### Task instructions
Starting at the line that holds "of the pendant", copy every line exactly through the end of the data, and no others.

*** Data for this task ***

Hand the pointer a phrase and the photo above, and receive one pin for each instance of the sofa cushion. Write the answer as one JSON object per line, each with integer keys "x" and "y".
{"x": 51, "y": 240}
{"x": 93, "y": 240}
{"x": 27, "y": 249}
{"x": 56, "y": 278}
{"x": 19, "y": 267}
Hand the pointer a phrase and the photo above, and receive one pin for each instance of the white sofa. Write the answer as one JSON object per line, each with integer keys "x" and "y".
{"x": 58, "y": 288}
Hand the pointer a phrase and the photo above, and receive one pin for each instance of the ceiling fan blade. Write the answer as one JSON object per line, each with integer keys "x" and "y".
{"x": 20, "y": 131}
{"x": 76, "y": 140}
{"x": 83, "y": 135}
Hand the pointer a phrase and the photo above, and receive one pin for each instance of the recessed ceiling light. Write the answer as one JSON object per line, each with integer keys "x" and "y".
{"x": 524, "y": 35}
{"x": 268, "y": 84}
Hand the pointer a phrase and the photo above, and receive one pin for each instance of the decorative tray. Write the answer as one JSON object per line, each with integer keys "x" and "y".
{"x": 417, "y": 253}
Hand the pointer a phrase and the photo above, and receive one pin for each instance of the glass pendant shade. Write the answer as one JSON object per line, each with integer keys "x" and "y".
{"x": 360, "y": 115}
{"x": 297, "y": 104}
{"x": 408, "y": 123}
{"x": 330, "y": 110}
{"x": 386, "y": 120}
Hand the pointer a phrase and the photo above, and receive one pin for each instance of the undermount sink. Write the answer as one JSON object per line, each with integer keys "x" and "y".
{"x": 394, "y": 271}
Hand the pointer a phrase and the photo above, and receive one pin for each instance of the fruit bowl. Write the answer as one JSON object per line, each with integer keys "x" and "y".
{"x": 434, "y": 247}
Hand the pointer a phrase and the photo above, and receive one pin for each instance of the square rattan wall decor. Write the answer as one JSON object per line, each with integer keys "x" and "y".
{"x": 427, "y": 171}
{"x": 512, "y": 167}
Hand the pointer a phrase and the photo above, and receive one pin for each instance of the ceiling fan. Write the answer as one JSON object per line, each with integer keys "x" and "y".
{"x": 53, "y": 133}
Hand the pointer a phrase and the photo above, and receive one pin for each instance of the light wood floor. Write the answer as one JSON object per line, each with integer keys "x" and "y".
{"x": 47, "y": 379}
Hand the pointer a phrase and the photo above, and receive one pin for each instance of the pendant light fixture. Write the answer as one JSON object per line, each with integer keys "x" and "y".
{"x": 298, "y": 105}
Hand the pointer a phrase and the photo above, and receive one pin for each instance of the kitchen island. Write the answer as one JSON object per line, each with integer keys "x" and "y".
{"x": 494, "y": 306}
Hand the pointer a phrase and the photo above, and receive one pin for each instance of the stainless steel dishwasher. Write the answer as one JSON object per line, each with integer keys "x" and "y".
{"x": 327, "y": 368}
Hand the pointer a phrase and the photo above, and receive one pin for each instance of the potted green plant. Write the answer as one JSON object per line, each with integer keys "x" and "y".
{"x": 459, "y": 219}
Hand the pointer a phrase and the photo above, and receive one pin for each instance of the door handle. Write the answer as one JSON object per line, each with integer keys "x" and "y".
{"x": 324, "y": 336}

*** End of Data for this task ***

### Exercise answer
Hand the pointer a phrase and the photo above, and receive one pin for each instance of the pendant light fixture. Write the answer as one JSON object per line, each with integer keys "x" and "y".
{"x": 298, "y": 105}
Hand the pointer a phrase and the photo above, and receive one pin for each instance of the kitchen island. Write the answer as one JSON object per line, each with integer keys "x" and "y".
{"x": 494, "y": 306}
Hand the pointer a phrase and the photo above, and receive one pin for each instance of the stainless steel dishwasher. Write the answer as one JSON object per line, each with integer keys "x" and "y".
{"x": 327, "y": 368}
Hand the pointer a phrase and the photo above, and receive one pin for each instance of the potted green plant. Write the answer as one JSON object per line, each with integer keys "x" and "y".
{"x": 459, "y": 219}
Hand the pointer a phrase and the photo above, and receive one pin for each instance of the door handle. Write the answer as one JSON object per line, each with integer keys "x" and "y".
{"x": 324, "y": 336}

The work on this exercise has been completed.